== Material ==

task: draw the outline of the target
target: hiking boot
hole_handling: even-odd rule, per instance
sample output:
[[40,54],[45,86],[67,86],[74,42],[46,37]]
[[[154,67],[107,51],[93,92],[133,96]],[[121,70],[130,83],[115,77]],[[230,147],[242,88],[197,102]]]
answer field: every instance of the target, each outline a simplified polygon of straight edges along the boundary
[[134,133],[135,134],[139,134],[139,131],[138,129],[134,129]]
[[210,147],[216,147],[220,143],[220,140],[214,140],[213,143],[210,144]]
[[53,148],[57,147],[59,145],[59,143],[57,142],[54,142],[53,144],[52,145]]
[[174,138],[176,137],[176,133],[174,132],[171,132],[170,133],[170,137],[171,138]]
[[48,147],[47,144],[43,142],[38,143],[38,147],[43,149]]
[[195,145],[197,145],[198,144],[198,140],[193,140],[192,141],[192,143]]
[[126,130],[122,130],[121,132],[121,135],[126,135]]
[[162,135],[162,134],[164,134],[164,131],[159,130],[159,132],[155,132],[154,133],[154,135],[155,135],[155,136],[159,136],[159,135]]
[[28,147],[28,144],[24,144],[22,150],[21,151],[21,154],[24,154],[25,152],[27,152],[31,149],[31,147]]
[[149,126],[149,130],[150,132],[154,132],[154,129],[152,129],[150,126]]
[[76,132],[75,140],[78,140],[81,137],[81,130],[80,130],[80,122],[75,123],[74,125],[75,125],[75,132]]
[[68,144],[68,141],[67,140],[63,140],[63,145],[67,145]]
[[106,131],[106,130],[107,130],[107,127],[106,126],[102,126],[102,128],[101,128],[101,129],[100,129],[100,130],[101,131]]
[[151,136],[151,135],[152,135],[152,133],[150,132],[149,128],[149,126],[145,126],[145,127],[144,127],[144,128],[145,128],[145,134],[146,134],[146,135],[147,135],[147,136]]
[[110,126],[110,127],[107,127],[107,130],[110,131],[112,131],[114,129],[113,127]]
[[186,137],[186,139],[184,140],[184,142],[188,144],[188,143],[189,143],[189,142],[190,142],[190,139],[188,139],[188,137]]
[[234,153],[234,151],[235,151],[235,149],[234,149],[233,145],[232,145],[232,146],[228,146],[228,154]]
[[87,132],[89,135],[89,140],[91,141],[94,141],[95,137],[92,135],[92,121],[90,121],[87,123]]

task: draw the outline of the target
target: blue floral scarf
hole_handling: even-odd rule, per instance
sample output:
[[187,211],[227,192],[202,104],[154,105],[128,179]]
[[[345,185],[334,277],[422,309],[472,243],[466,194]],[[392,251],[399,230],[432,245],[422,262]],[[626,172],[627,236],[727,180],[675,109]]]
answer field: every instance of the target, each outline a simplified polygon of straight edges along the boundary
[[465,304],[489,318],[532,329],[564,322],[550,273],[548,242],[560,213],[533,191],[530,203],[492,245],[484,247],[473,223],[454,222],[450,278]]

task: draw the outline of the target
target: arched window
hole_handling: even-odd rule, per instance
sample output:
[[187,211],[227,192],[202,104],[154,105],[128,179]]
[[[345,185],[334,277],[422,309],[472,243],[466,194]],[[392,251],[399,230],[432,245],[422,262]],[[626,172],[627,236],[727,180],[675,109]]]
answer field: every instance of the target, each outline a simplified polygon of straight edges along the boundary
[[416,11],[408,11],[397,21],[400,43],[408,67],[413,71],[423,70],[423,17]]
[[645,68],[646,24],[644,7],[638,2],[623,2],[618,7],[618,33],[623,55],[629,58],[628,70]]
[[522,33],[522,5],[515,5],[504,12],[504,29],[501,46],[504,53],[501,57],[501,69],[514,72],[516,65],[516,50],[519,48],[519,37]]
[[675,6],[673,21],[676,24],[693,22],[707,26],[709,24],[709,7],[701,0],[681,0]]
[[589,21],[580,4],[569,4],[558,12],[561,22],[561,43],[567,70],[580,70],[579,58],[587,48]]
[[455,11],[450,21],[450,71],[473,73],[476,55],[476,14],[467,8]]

===

## Problem to solve
Reproduce the records from the first line through the line containing "[[134,133],[135,134],[139,134],[139,131],[138,129],[134,129]]", both ends included, swapping "hiking boot" for "work boot" and leaving everything else unchanged.

## Finished exercise
task: draw the outline of the target
target: work boot
hole_handling: even-odd rule, per instance
sample output:
[[40,54],[45,86],[67,86],[74,42],[46,37]]
[[[154,67],[107,51],[93,92],[133,96]],[[121,70],[130,83],[115,77]],[[230,147],[242,88],[197,102]]]
answer field: every instance of the target, each outline a simplified polygon of straight edges along the boundary
[[134,133],[135,134],[139,134],[139,131],[138,129],[134,129]]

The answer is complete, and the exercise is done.